Given problem -> Rewrite the listing from the line containing "Tag every instance of the cloud" through the end, changing "pin" to "marker" and leaving everything else as it is.

─── Items

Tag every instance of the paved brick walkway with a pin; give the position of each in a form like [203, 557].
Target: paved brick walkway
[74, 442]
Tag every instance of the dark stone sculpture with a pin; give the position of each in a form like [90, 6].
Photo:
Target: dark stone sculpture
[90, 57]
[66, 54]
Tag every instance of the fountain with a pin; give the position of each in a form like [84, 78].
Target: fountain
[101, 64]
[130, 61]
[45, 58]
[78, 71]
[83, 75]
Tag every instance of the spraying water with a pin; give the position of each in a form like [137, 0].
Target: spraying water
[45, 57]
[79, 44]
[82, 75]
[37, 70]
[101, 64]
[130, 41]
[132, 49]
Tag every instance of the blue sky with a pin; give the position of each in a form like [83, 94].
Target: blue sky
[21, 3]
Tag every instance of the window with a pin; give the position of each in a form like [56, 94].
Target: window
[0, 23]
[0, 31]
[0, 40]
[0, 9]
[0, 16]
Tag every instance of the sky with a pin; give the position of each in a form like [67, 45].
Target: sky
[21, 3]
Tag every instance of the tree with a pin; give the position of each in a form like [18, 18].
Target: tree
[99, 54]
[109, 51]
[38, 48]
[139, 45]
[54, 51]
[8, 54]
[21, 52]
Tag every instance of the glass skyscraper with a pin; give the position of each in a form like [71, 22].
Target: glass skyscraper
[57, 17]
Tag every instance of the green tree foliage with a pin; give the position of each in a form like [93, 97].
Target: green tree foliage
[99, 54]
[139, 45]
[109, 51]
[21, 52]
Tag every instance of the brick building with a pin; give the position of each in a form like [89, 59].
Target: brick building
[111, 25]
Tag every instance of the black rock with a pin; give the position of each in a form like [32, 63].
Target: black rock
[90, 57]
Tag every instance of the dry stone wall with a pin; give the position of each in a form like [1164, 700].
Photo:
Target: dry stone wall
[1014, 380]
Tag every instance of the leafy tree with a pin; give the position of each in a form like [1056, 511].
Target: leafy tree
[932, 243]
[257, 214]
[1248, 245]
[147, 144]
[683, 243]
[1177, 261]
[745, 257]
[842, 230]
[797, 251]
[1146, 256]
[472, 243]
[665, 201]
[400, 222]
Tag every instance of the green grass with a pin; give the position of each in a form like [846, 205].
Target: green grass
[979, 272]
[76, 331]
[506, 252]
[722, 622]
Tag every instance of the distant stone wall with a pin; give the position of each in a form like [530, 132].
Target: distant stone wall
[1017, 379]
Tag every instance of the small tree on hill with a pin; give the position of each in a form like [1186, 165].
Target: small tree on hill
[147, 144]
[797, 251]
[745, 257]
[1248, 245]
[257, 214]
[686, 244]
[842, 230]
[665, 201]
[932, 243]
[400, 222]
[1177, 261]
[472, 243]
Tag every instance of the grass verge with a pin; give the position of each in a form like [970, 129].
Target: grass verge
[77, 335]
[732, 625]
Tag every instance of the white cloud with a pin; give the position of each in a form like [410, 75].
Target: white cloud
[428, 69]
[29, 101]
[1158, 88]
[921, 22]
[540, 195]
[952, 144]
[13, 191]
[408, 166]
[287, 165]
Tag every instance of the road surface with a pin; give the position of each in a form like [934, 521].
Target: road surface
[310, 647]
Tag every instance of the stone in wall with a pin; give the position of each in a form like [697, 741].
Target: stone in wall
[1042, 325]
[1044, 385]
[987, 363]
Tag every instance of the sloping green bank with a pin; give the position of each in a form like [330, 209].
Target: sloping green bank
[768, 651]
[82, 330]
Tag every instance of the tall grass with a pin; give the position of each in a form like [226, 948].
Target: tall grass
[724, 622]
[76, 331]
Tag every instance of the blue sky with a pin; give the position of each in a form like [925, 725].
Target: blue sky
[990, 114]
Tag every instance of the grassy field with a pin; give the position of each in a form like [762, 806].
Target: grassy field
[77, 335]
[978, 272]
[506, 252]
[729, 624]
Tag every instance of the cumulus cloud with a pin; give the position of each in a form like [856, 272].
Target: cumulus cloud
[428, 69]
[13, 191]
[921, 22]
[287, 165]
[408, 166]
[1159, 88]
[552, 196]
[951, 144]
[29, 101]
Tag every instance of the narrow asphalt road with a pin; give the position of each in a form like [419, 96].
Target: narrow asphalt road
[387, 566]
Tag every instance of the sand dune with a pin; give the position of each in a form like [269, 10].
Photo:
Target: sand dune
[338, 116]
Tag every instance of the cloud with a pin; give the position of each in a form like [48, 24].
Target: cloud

──────

Task response ->
Tag every instance of the cloud with a marker; give the position of each in a form like [48, 24].
Target: cloud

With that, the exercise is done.